[GIVEN ENTRIES]
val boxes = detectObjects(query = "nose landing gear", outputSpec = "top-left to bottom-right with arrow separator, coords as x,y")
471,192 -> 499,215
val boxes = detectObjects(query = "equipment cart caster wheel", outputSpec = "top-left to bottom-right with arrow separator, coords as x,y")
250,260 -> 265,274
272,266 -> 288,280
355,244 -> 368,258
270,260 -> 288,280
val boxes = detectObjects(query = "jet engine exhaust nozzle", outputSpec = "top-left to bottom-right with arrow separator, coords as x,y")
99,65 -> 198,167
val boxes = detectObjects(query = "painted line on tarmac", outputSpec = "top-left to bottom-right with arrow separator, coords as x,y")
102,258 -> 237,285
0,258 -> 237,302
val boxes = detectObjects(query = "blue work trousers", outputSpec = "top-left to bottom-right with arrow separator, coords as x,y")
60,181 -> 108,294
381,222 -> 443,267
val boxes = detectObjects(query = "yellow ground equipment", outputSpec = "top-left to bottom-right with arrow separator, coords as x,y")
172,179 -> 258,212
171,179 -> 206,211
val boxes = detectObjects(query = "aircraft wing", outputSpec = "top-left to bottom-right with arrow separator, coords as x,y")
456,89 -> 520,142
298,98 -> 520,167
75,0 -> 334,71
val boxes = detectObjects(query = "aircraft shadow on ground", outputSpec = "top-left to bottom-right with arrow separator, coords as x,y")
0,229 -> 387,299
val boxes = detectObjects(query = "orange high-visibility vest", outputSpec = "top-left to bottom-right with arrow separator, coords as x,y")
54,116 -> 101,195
[/GIVEN ENTRIES]
Please restate every line of the records exactly.

val boxes = detectObjects(query = "nose landing gear", outputSpec = "top-left to bottom-right with arrow separator, coords as x,y")
471,192 -> 499,215
val boxes = detectObjects(query = "equipment cart caster wheel", outputSpec = "top-left to bottom-right with arrow separator, coords as x,y")
250,260 -> 265,274
272,266 -> 288,280
355,244 -> 368,258
270,260 -> 288,280
val boxes = detectObjects(query = "jet engine exhaust nozzle", outputSpec = "top-left to bottom-right with arrow separator, coords as x,y")
99,65 -> 198,167
val boxes = detectObjects(query = "painted line on tarmac", outputSpec = "top-left to bottom-right with arrow separator, coords as x,y")
102,258 -> 237,285
0,258 -> 237,302
val boxes = detectObjects(query = "blue work trousers", outputSpec = "top-left to bottom-right with arrow separator, coords as x,y")
60,181 -> 108,294
381,222 -> 443,267
val boxes = detectObjects(query = "yellow ground equipment", outputSpec = "top-left to bottom-right with arrow separator, coords as x,y")
172,179 -> 258,212
171,179 -> 206,211
val boxes = detectObjects(query = "aircraft wing", outputSpec = "top-left to bottom-right with arrow separator, coords as x,y")
456,89 -> 520,142
298,98 -> 520,167
75,0 -> 334,71
val boxes = detectObjects(query = "aircraft shadow on ground", outputSpec = "top-left to bottom-right with arrow separator, coords as x,y")
0,229 -> 387,299
val boxes = detectObjects(query = "orange high-visibility vest", outputSpec = "top-left to bottom-right with arrow separator, coords as x,y")
54,116 -> 101,195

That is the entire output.